[[ Provided passage, beginning ]]

4. Export Data to Google Sheets
Now that we have structured data, let's store it in Google Sheets for easy access and analysis.
- Go to your Google Drive and create a new spreadsheet. Name the spreadsheet and a sheet inside based on the work you want to complete.
- Add the field names you've extracted in the previous step as headers, such as Product name, Price, ASIN/SKU, etc.
- Click on + Add step and select Google Sheets.
- In the Setup step, select Create Spreadsheet Row to log the newly extracted data to the bottom of the table in your sheet.
- Connect your Google Drive account if you haven't already and select your account.
- In the Configure step, select the Spreadsheet and Worksheet you've created.
- Rows will be automatically fetched from your Worksheet. Click + under each Row and add the extracted data from the previous step. Copilot Suggestions will provide accurate data most of the time unless what you're working with is highly complex.
- Finally, test and confirm if your Zap is able to write new rows inside your spreadsheet.

[[ Provided passage, end ]]
[[ Data extract, beginning ]]

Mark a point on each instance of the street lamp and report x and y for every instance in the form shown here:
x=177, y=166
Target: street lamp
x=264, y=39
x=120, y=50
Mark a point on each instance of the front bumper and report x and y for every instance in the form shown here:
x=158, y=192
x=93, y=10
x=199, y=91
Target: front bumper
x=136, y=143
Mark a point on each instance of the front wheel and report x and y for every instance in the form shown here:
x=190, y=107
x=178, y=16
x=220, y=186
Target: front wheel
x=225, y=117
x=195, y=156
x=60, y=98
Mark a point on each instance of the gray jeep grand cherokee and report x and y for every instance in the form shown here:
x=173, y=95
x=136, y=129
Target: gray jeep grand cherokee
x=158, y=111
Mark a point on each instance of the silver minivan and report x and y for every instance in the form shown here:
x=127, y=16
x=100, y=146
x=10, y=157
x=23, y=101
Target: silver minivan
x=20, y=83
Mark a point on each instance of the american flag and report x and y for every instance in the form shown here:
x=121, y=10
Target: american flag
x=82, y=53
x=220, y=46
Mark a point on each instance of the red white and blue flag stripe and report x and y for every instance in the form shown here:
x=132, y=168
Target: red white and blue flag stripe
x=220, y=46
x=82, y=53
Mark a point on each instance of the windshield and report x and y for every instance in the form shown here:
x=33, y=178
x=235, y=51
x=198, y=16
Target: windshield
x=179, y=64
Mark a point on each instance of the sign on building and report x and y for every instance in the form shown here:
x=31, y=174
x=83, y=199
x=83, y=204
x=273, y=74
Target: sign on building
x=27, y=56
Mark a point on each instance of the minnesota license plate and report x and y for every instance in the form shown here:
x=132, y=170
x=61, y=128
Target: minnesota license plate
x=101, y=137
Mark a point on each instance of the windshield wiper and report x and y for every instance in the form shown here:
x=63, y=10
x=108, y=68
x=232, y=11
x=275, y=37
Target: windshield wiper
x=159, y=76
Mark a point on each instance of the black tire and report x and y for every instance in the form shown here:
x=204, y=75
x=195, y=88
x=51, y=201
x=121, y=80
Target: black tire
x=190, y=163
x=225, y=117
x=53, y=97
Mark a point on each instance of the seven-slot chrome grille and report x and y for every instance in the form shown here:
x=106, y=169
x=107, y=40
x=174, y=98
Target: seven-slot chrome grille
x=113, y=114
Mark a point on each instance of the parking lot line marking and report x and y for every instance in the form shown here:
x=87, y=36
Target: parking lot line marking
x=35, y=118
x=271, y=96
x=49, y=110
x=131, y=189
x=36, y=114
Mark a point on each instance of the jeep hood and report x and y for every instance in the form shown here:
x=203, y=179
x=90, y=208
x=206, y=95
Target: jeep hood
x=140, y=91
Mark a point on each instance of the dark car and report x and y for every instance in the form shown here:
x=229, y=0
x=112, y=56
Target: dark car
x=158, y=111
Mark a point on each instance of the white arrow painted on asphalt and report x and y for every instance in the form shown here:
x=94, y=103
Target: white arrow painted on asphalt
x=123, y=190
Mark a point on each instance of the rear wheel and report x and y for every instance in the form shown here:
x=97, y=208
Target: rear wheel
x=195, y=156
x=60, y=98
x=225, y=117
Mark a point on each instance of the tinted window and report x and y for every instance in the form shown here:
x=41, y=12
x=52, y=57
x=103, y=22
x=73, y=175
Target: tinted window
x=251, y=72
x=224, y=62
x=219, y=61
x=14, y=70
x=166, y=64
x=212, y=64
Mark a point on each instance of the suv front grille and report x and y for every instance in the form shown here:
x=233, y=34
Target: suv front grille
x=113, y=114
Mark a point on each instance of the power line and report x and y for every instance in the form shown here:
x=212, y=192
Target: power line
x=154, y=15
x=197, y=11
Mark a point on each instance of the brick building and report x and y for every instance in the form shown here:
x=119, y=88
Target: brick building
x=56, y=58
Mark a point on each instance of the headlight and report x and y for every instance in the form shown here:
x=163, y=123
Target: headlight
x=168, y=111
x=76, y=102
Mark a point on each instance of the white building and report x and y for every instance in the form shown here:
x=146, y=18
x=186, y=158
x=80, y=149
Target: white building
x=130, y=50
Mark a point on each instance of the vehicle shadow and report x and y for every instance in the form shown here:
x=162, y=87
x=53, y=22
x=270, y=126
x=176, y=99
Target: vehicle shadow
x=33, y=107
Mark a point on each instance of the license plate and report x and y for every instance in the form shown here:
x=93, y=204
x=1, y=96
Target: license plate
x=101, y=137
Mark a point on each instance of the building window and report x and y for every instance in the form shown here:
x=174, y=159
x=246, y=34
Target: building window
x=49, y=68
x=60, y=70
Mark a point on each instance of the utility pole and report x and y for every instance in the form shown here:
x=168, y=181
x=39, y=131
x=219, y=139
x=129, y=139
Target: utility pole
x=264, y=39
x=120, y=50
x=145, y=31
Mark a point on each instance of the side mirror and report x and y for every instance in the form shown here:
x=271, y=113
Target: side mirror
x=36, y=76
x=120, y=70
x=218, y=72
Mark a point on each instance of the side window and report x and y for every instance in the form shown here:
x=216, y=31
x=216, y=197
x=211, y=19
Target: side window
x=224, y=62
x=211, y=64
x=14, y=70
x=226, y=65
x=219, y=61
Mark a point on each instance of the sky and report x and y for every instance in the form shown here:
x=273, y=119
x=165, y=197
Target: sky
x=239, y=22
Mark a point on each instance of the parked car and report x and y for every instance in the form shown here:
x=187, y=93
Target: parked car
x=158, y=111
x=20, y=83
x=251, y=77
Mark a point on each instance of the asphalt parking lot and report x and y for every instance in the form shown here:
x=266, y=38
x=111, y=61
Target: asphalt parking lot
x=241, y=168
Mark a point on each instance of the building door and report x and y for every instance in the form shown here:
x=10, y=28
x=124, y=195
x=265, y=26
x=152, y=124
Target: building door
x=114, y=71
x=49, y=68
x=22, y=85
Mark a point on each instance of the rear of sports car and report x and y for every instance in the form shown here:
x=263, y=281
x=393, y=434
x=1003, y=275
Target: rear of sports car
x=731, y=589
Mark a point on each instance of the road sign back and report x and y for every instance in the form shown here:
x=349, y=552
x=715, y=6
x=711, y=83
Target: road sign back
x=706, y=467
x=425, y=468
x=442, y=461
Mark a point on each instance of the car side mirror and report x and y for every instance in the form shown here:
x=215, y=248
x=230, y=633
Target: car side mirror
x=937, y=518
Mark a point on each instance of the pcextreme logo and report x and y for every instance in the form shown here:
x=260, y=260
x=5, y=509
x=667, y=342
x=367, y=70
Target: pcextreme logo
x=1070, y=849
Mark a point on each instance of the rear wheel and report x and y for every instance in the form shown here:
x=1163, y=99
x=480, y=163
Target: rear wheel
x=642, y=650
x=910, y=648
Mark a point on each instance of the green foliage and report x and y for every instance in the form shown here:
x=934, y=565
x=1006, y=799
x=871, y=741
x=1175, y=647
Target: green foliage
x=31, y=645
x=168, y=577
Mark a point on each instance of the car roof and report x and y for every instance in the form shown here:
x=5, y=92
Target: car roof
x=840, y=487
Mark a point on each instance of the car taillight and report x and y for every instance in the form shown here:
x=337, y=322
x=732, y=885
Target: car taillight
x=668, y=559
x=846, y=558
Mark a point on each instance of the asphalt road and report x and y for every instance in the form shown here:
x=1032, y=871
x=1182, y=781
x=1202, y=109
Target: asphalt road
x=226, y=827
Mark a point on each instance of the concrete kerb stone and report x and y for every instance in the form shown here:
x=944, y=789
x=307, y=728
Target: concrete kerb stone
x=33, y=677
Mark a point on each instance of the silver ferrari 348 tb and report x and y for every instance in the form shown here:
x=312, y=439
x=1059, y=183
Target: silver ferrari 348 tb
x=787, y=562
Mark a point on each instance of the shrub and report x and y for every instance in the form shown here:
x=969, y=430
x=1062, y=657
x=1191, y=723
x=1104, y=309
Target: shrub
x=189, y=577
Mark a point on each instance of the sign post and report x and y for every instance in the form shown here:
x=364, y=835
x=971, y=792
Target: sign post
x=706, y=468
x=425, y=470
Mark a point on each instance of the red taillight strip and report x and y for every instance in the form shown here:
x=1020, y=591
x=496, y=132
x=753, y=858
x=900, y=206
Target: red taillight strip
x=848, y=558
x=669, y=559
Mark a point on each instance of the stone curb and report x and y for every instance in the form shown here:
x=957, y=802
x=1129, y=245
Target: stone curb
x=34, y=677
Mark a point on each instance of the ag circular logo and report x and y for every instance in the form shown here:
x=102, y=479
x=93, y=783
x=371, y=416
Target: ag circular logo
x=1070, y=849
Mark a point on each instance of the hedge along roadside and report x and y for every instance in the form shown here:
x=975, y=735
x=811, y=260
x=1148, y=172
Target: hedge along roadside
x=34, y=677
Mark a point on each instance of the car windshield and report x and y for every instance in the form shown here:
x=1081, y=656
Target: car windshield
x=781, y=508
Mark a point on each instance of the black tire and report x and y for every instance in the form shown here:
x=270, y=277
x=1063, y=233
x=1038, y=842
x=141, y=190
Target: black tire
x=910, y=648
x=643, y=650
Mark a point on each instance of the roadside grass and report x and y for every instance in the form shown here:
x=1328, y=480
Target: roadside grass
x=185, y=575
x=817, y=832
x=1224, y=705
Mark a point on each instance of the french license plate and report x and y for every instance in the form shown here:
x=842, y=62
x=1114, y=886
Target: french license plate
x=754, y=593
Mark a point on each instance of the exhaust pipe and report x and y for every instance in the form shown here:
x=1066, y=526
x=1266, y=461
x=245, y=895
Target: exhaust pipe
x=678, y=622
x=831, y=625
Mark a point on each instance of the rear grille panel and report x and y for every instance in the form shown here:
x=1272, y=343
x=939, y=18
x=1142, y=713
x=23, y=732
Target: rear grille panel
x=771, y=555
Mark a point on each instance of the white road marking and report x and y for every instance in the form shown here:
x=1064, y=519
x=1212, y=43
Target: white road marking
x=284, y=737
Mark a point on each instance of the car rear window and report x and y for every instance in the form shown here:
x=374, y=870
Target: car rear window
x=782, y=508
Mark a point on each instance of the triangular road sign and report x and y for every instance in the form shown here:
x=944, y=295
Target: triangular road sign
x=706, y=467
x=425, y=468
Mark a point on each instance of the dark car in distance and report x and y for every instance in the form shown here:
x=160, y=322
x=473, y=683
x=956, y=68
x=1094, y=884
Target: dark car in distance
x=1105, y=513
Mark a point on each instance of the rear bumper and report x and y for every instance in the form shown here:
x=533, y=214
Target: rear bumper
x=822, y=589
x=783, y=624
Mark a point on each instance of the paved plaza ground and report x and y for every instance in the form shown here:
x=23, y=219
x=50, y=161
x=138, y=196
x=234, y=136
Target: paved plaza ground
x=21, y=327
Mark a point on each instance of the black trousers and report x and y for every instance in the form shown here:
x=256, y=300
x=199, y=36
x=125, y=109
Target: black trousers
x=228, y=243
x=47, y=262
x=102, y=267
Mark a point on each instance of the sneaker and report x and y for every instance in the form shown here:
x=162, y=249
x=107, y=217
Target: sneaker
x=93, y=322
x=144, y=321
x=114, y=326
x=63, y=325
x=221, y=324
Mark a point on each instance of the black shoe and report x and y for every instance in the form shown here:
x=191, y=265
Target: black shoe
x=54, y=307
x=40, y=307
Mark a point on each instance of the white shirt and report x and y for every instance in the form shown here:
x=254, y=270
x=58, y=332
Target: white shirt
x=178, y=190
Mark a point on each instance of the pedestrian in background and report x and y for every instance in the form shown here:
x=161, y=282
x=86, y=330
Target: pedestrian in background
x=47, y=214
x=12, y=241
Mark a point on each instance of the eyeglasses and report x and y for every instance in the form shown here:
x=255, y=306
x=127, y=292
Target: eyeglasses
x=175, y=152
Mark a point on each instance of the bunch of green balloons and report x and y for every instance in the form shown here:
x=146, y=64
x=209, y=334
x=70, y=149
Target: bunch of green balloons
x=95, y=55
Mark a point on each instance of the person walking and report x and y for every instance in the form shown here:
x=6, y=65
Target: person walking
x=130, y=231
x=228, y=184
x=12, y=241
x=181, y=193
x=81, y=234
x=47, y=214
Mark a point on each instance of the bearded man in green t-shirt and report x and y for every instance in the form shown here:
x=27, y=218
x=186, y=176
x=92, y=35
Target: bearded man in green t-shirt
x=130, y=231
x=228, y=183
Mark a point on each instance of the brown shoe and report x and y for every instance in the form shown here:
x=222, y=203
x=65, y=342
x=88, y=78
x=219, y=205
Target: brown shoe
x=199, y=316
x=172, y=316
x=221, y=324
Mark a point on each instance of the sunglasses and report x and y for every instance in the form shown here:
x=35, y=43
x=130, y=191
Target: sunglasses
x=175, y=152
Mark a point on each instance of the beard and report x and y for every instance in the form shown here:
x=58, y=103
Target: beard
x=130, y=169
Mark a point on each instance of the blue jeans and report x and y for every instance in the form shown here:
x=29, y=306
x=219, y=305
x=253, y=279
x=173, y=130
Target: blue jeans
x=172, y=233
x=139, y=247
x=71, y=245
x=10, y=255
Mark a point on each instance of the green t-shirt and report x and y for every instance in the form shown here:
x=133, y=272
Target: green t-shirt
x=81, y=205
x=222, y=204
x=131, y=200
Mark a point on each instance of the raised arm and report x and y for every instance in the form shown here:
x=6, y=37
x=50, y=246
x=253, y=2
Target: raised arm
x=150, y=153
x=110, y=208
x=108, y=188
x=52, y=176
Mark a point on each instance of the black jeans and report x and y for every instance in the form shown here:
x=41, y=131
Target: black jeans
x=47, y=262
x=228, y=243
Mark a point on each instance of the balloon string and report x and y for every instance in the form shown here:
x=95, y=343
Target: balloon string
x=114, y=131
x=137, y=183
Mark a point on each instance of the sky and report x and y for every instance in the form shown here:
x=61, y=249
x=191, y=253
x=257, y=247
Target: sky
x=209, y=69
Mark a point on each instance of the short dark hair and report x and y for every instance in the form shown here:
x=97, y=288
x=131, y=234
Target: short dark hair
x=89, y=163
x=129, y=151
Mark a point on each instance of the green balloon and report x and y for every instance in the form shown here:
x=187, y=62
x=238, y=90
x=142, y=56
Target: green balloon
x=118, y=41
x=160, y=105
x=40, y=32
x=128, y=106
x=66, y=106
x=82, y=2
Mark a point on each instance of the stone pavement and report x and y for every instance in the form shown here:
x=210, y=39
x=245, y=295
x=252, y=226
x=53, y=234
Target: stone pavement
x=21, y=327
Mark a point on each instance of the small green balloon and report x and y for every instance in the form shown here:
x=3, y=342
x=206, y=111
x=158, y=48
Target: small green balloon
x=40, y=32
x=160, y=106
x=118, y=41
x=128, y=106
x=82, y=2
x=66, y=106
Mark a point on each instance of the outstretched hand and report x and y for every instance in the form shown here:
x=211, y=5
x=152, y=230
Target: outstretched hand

[[ Data extract, end ]]

Task set
A - Duplicate the stretch from "- Rows will" through "is highly complex." in the guide on exporting data to Google Sheets.
B - Render this sentence from the guide on exporting data to Google Sheets in Spanish: "Now that we have structured data, let's store it in Google Sheets for easy access and analysis."
C - Take the guide on exporting data to Google Sheets further, picking up after its last step about testing the Zap.

Answers to the exercise
A -
- Rows will be automatically fetched from your Worksheet. Click + under each Row and add the extracted data from the previous step. Copilot Suggestions will provide accurate data most of the time unless what you're working with is highly complex.

B - Ahora que tenemos datos estructurados, guardémoslos en Google Sheets para facilitar el acceso y el análisis.

C -
5. Test and Publish
Before going live, make sure everything works as expected.
Finally, choose a fresh URL with new data to test your Zap from start to finish. It should take a couple of seconds, but if all the steps worked correctly, it should:
- Send a request to your target URL through Scrape.do via Webhooks
- Get and store the raw HTML/markdown
- Extract your preferred fields from the raw response using AI/custom extraction logic
- Write your structured new data into your Google Spreadsheet, every day or based on any trigger of your choice You can also modify the trigger so it works every time you add a new row to a spreadsheet to scrape the URL you've inputted.